* BEGIN THE INPUT *
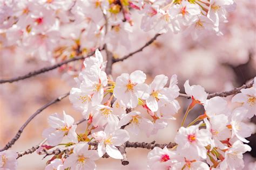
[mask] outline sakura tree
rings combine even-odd
[[[75,83],[69,92],[39,108],[0,150],[1,169],[18,169],[17,159],[36,151],[48,159],[45,169],[95,169],[95,161],[103,158],[120,159],[123,165],[127,165],[129,147],[149,150],[145,169],[244,167],[243,154],[251,150],[245,144],[249,143],[246,138],[252,133],[244,121],[256,114],[256,77],[240,87],[211,94],[200,85],[190,86],[187,80],[185,94],[180,93],[176,74],[170,77],[157,75],[150,83],[146,83],[146,74],[139,69],[123,73],[116,79],[112,76],[113,63],[143,51],[159,36],[172,33],[191,39],[213,34],[221,36],[220,27],[228,24],[223,23],[227,22],[228,12],[236,6],[233,0],[0,3],[0,47],[21,51],[24,58],[32,56],[51,65],[0,80],[0,83],[21,81],[55,69],[61,70],[60,74],[75,77],[68,80]],[[145,33],[153,32],[154,36],[135,51],[119,56],[117,54],[122,48],[132,48],[130,35],[138,29]],[[226,98],[231,95],[231,100]],[[82,119],[75,122],[72,114],[65,111],[53,113],[48,117],[49,127],[42,132],[44,140],[25,151],[10,149],[36,116],[68,96]],[[166,128],[169,120],[176,120],[181,108],[179,97],[188,100],[190,104],[172,141],[158,144],[130,140],[131,134],[142,132],[150,137]],[[232,109],[228,102],[240,105]],[[204,108],[204,112],[188,122],[189,113],[198,105]],[[81,124],[86,128],[78,132]]]

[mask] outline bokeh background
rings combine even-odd
[[[179,87],[184,93],[183,84],[187,79],[191,84],[200,84],[208,93],[221,91],[240,87],[256,76],[255,28],[256,5],[251,1],[237,1],[237,10],[230,13],[229,22],[221,25],[224,36],[207,34],[198,40],[182,34],[167,34],[160,36],[150,46],[127,60],[113,65],[113,77],[123,73],[131,73],[140,69],[147,76],[150,83],[160,74],[170,77],[178,75]],[[143,46],[154,35],[145,33],[139,28],[139,16],[132,13],[134,19],[133,30],[130,35],[132,46],[127,49],[120,46],[114,52],[115,57],[122,57]],[[136,24],[137,23],[137,24]],[[17,47],[1,47],[0,34],[0,79],[23,75],[30,71],[50,66],[39,58],[24,54]],[[103,54],[105,55],[104,53]],[[81,61],[72,63],[79,64]],[[0,147],[2,148],[15,135],[19,128],[38,108],[56,97],[69,91],[75,86],[71,75],[65,70],[58,69],[12,83],[0,84]],[[230,97],[227,97],[228,101]],[[174,137],[190,101],[178,98],[181,105],[177,121],[170,121],[168,127],[150,138],[144,134],[131,136],[130,141],[165,143],[173,141]],[[228,103],[231,109],[238,105]],[[190,114],[187,122],[202,112],[200,107]],[[38,115],[25,129],[20,139],[12,146],[16,151],[25,150],[38,144],[43,138],[43,130],[48,127],[47,117],[63,110],[72,115],[76,121],[82,118],[80,112],[75,110],[68,97],[56,103]],[[256,118],[248,121],[255,131]],[[85,124],[78,126],[82,131]],[[248,139],[253,150],[245,155],[244,169],[253,169],[256,166],[256,137]],[[98,169],[146,169],[149,150],[126,148],[130,164],[124,166],[118,160],[101,159],[96,161]],[[44,169],[50,157],[34,153],[18,159],[18,169]]]

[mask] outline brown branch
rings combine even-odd
[[[156,141],[154,141],[151,143],[146,143],[145,142],[139,143],[139,142],[130,142],[129,141],[126,143],[126,147],[140,147],[145,148],[148,150],[152,150],[155,147],[159,147],[161,148],[163,148],[165,146],[167,146],[168,148],[171,148],[177,145],[176,143],[169,143],[169,144],[156,144]]]
[[[113,53],[107,49],[107,45],[106,44],[104,44],[104,48],[106,51],[107,61],[105,72],[107,75],[110,75],[112,74],[112,66],[114,61]]]
[[[251,88],[253,84],[253,81],[248,84],[244,84],[240,87],[235,88],[229,91],[225,91],[223,92],[216,92],[208,95],[207,99],[210,99],[214,97],[227,97],[228,96],[236,95],[238,93],[240,93],[240,90],[242,89],[248,89]],[[187,98],[190,98],[190,96],[185,94],[180,93],[179,97],[185,97]]]
[[[97,142],[88,142],[87,143],[88,145],[91,145],[91,146],[94,146],[97,147],[98,146],[98,143]],[[152,150],[155,147],[159,147],[161,148],[163,148],[165,146],[167,147],[168,148],[171,148],[174,147],[175,146],[177,145],[176,143],[169,143],[169,144],[156,144],[156,141],[153,141],[153,142],[151,143],[147,143],[145,142],[130,142],[129,141],[126,141],[124,144],[124,145],[126,145],[126,147],[133,147],[133,148],[137,148],[137,147],[140,147],[140,148],[147,148],[148,150]],[[56,148],[55,150],[46,150],[46,149],[43,149],[41,151],[39,152],[39,154],[46,154],[46,156],[47,155],[58,155],[61,152],[66,152],[67,151],[70,151],[70,150],[74,148],[74,147],[76,146],[76,145],[72,145],[67,147],[65,148]],[[97,148],[97,147],[96,147]],[[124,154],[124,152],[123,152],[122,155]],[[124,156],[124,155],[123,155]],[[126,157],[126,155],[125,155]],[[127,159],[127,158],[126,158]],[[125,160],[125,158],[124,157],[124,159]],[[127,160],[125,160],[128,162]],[[127,164],[127,162],[124,163]],[[128,162],[129,164],[129,162]],[[127,165],[127,164],[126,164]]]
[[[79,60],[84,59],[85,59],[85,58],[86,58],[87,56],[92,56],[92,55],[93,55],[95,54],[95,52],[93,51],[93,52],[89,53],[88,55],[87,55],[87,56],[81,56],[74,57],[73,58],[72,58],[72,59],[65,60],[65,61],[63,61],[62,62],[56,63],[54,65],[52,65],[52,66],[49,66],[49,67],[44,67],[44,68],[42,68],[40,69],[30,72],[30,73],[28,73],[25,75],[24,75],[19,76],[18,77],[13,77],[13,78],[11,78],[11,79],[9,79],[0,80],[0,84],[5,83],[12,83],[12,82],[15,82],[15,81],[18,81],[19,80],[24,80],[24,79],[31,77],[32,76],[37,75],[38,74],[44,73],[50,71],[51,70],[55,69],[55,68],[57,68],[58,67],[59,67],[62,66],[62,65],[67,64],[69,62],[77,61],[77,60]]]
[[[25,151],[21,151],[21,152],[18,152],[17,153],[18,157],[17,157],[16,159],[18,159],[25,154],[32,153],[33,152],[36,151],[38,148],[39,148],[39,147],[41,146],[41,145],[42,145],[44,143],[45,143],[46,140],[47,140],[47,139],[44,139],[44,140],[41,141],[39,144],[32,147],[31,148],[28,149]]]
[[[253,81],[248,84],[244,84],[240,87],[235,88],[233,89],[232,89],[231,90],[211,94],[208,95],[207,98],[209,99],[215,96],[227,97],[230,95],[235,95],[238,93],[239,93],[240,92],[240,90],[242,89],[247,89],[252,87],[253,84]]]
[[[151,44],[153,42],[154,42],[154,41],[157,39],[157,38],[160,36],[161,34],[156,34],[154,37],[153,37],[152,38],[151,38],[149,41],[147,41],[143,46],[142,46],[142,47],[140,47],[140,48],[138,49],[137,50],[126,55],[125,55],[124,56],[123,58],[120,58],[120,59],[113,59],[113,63],[114,62],[119,62],[119,61],[123,61],[125,59],[127,59],[127,58],[129,58],[129,57],[130,57],[131,56],[135,54],[136,53],[138,53],[138,52],[141,52],[143,50],[143,49],[144,49],[145,47],[147,47],[148,46],[149,46],[150,44]]]
[[[86,119],[83,118],[81,120],[77,121],[76,123],[75,124],[76,125],[79,125],[79,124],[84,122],[84,121],[86,121]],[[39,144],[34,146],[32,147],[31,148],[29,148],[25,151],[21,151],[19,152],[18,152],[18,157],[17,157],[16,159],[18,159],[20,157],[25,155],[25,154],[31,154],[35,151],[36,151],[41,145],[42,145],[44,143],[45,143],[47,141],[47,139],[45,138],[43,140],[42,142],[41,142]]]
[[[25,123],[21,127],[21,128],[18,131],[18,132],[16,133],[15,136],[11,139],[11,140],[7,143],[7,144],[4,146],[4,148],[0,150],[0,152],[6,150],[11,147],[12,145],[14,145],[15,142],[19,138],[23,130],[26,128],[26,125],[31,121],[37,115],[40,114],[43,110],[50,106],[51,105],[58,102],[61,101],[64,98],[66,97],[69,95],[69,92],[67,93],[56,99],[52,100],[52,101],[50,102],[49,103],[44,105],[41,108],[37,110],[33,115],[32,115],[25,122]]]

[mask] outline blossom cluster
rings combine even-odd
[[[176,100],[179,88],[176,75],[167,86],[168,77],[164,75],[157,75],[149,85],[146,84],[146,75],[140,70],[122,74],[114,81],[104,72],[106,63],[97,49],[95,56],[84,60],[85,68],[75,79],[77,87],[70,91],[71,103],[87,123],[84,132],[76,132],[74,119],[65,111],[49,117],[51,128],[43,132],[49,145],[41,146],[38,153],[63,145],[71,151],[68,157],[64,152],[55,155],[45,169],[95,169],[95,161],[106,153],[123,159],[119,147],[129,140],[130,134],[143,132],[150,136],[166,128],[168,120],[176,119],[180,108]],[[251,88],[241,89],[232,98],[232,102],[241,103],[233,110],[225,99],[218,96],[207,99],[203,87],[190,86],[186,81],[185,92],[192,101],[174,139],[176,146],[155,147],[149,153],[148,168],[242,168],[242,154],[251,150],[244,143],[249,142],[246,138],[252,132],[243,122],[256,115],[256,77],[254,81]],[[186,116],[197,104],[204,107],[204,113],[185,126]],[[145,112],[139,112],[138,109]],[[92,146],[95,145],[97,147]],[[16,153],[7,150],[0,152],[0,167],[16,168]]]
[[[233,0],[2,0],[0,44],[55,62],[86,55],[105,43],[113,50],[129,49],[130,37],[137,31],[132,26],[135,12],[145,31],[197,38],[206,32],[221,34],[219,26],[235,6]]]

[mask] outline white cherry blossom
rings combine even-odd
[[[193,85],[190,86],[189,81],[187,80],[184,83],[185,91],[190,95],[191,98],[198,101],[199,103],[205,103],[208,94],[205,91],[205,89],[200,85]]]
[[[139,134],[140,131],[143,131],[149,136],[154,128],[153,123],[143,117],[138,111],[131,111],[124,115],[118,123],[118,126],[121,127],[127,124],[129,124],[125,128],[136,135]]]
[[[100,157],[106,152],[113,158],[123,159],[117,146],[121,146],[129,139],[129,133],[125,130],[117,129],[114,124],[109,124],[104,131],[94,133],[92,137],[99,142],[97,151]]]
[[[18,166],[18,154],[12,150],[0,152],[0,169],[15,170]]]
[[[240,107],[234,109],[232,112],[231,121],[230,124],[232,126],[232,137],[236,136],[239,140],[245,143],[249,141],[245,138],[250,137],[252,134],[252,130],[249,126],[242,121],[246,116],[248,110]]]
[[[64,161],[65,168],[71,167],[71,170],[96,169],[95,161],[99,159],[97,151],[89,150],[86,143],[79,143],[74,147],[73,153]]]
[[[206,159],[205,146],[211,144],[212,134],[206,129],[199,129],[202,123],[186,128],[181,127],[175,137],[177,151],[186,159]]]
[[[169,151],[166,147],[163,149],[155,147],[147,154],[147,167],[149,169],[169,169],[178,162],[177,158],[177,153]]]
[[[241,89],[241,93],[233,97],[232,101],[242,103],[242,107],[248,110],[247,118],[256,115],[256,77],[252,87]]]
[[[67,136],[71,142],[77,143],[77,135],[76,133],[77,125],[74,125],[74,119],[66,115],[63,111],[63,115],[55,113],[48,117],[48,124],[51,128],[43,132],[43,136],[47,138],[48,144],[56,146],[61,143],[64,136]]]
[[[60,159],[55,159],[45,167],[44,170],[64,170],[63,162]]]
[[[219,165],[220,169],[241,169],[244,167],[242,154],[251,150],[248,145],[237,140],[225,152],[225,159]]]
[[[117,77],[114,96],[127,108],[135,108],[139,98],[146,100],[149,97],[149,86],[143,83],[145,80],[146,74],[140,70],[134,71],[130,75],[123,73]]]

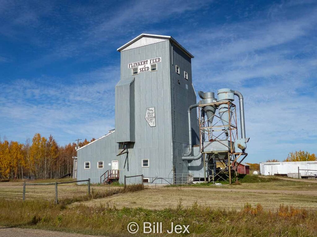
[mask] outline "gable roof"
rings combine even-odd
[[[76,150],[76,151],[77,151],[79,150],[80,150],[81,149],[81,148],[83,148],[84,147],[86,147],[87,146],[89,146],[89,145],[90,145],[91,144],[92,144],[92,143],[94,143],[95,142],[97,142],[97,141],[99,141],[100,139],[102,139],[104,137],[107,137],[108,135],[110,135],[110,134],[112,134],[112,133],[113,133],[115,131],[115,130],[114,129],[112,129],[110,131],[109,131],[109,132],[108,133],[107,133],[107,134],[106,134],[106,135],[104,135],[103,136],[102,136],[102,137],[99,137],[98,139],[96,139],[95,140],[93,141],[92,142],[91,142],[89,143],[88,143],[88,144],[87,144],[86,145],[85,145],[85,146],[83,146],[81,147],[80,147],[79,148],[78,148],[78,149],[77,149]]]
[[[119,52],[121,52],[124,50],[138,48],[166,40],[170,40],[173,43],[190,58],[194,58],[194,56],[191,54],[185,49],[184,47],[181,45],[171,36],[167,35],[161,35],[158,34],[151,34],[143,33],[137,36],[133,40],[130,40],[117,50]],[[136,43],[137,41],[139,41],[139,43]]]

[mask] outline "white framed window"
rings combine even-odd
[[[98,169],[103,168],[103,161],[99,161],[97,162],[97,168]]]
[[[142,160],[142,167],[148,167],[149,165],[148,159],[144,159]]]
[[[85,162],[85,169],[89,169],[90,168],[90,161],[86,161]]]
[[[179,74],[179,67],[177,66],[177,65],[176,65],[175,67],[176,68],[176,73],[177,74]]]
[[[158,64],[151,64],[151,71],[154,72],[158,70]]]
[[[139,69],[138,68],[133,68],[132,70],[132,75],[136,75],[139,73],[138,70]]]

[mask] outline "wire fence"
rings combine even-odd
[[[63,182],[55,182],[55,183],[28,183],[24,182],[23,183],[23,201],[25,200],[25,193],[26,192],[26,188],[27,185],[33,185],[34,187],[34,192],[35,192],[35,187],[38,185],[53,185],[55,186],[55,203],[57,204],[58,203],[58,185],[63,184],[70,184],[72,183],[77,183],[79,182],[88,182],[88,195],[90,195],[90,179],[88,179],[85,180],[78,180],[75,181],[68,181]],[[78,185],[77,186],[77,191]]]

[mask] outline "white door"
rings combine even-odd
[[[119,169],[119,164],[118,161],[113,161],[111,163],[111,169]]]

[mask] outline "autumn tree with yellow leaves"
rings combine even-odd
[[[294,152],[290,152],[288,156],[284,160],[286,161],[317,161],[315,154],[311,154],[308,151],[300,150]]]
[[[71,173],[75,147],[59,146],[51,135],[47,138],[39,133],[24,144],[0,140],[0,179],[56,178]]]

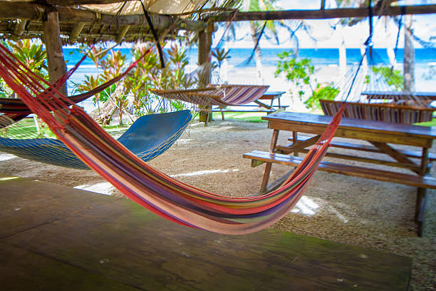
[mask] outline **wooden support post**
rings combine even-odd
[[[201,70],[202,76],[199,76],[199,88],[206,87],[210,83],[211,71],[210,66],[207,63],[210,63],[210,46],[212,46],[212,35],[213,32],[213,24],[209,24],[205,31],[198,33],[198,63],[199,66],[203,66],[204,68]],[[205,111],[200,111],[199,120],[200,122],[206,123],[207,118],[208,121],[212,121],[212,114],[208,114],[207,111],[212,108],[202,107]],[[202,108],[200,108],[202,109]]]
[[[422,148],[422,155],[421,158],[421,167],[419,174],[425,175],[428,172],[428,152],[427,148]],[[425,215],[425,204],[427,203],[427,193],[428,189],[418,188],[416,193],[416,205],[415,209],[415,222],[417,225],[417,235],[422,236],[422,230],[424,228],[424,215]]]
[[[59,37],[59,16],[57,11],[47,12],[47,19],[43,21],[44,42],[47,51],[47,64],[48,66],[48,78],[53,83],[66,73],[66,65],[63,60],[62,44]],[[60,90],[61,93],[67,95],[66,84]]]
[[[85,22],[79,22],[74,25],[74,27],[73,27],[73,31],[71,31],[69,36],[71,43],[76,42],[77,38],[81,34],[81,32],[82,32],[82,29],[83,29],[84,26]]]
[[[14,34],[16,36],[21,36],[23,34],[28,23],[28,20],[20,19],[14,29]]]

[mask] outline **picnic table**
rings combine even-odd
[[[316,143],[330,123],[331,116],[278,112],[264,116],[262,119],[268,121],[268,127],[274,130],[269,152],[253,150],[244,154],[244,157],[251,160],[253,167],[266,163],[261,186],[261,192],[265,192],[268,188],[272,163],[292,166],[301,163],[303,158],[299,157],[298,153],[308,152],[308,148]],[[292,132],[289,143],[277,145],[280,131]],[[302,138],[299,136],[299,133],[314,136]],[[415,220],[417,224],[418,235],[422,235],[427,189],[436,189],[436,178],[430,175],[431,163],[436,159],[436,155],[430,154],[429,151],[433,140],[436,138],[436,128],[343,118],[335,137],[358,141],[357,143],[348,143],[333,140],[331,145],[332,147],[355,150],[358,153],[328,152],[326,156],[385,165],[389,167],[389,170],[326,161],[321,162],[318,170],[417,187]],[[370,145],[362,144],[362,141],[368,141]],[[412,146],[417,147],[420,150],[399,150],[394,148],[393,144]],[[361,153],[365,152],[382,153],[392,158],[362,155]],[[408,169],[410,173],[400,173],[397,170],[398,168]]]

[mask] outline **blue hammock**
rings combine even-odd
[[[192,118],[189,110],[144,116],[135,121],[118,141],[146,162],[167,150]],[[89,169],[63,142],[53,138],[0,138],[0,150],[51,165]]]

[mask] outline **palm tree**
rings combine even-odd
[[[274,11],[277,8],[275,4],[277,0],[244,0],[244,10],[246,11]],[[254,60],[256,61],[256,68],[257,71],[257,77],[264,81],[262,75],[262,61],[261,52],[259,46],[259,38],[261,34],[258,31],[262,29],[264,26],[264,29],[270,33],[272,33],[274,39],[279,41],[277,29],[274,21],[269,20],[266,23],[263,21],[250,21],[250,30],[251,33],[251,39],[254,48]]]

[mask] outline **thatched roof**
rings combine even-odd
[[[207,0],[142,0],[160,36],[174,37],[180,30],[201,31],[206,24],[175,14],[200,9]],[[64,44],[74,42],[152,39],[138,1],[66,0],[0,1],[0,34],[4,39],[41,38],[48,11],[58,13]],[[83,4],[83,5],[82,5]],[[118,14],[115,16],[115,14]]]

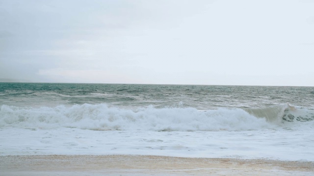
* END THE INPUT *
§ **YOUR INSTRUCTIONS**
Count the lines of the records that contain the string "blossom", and give only that number.

§ **THE RESULT**
2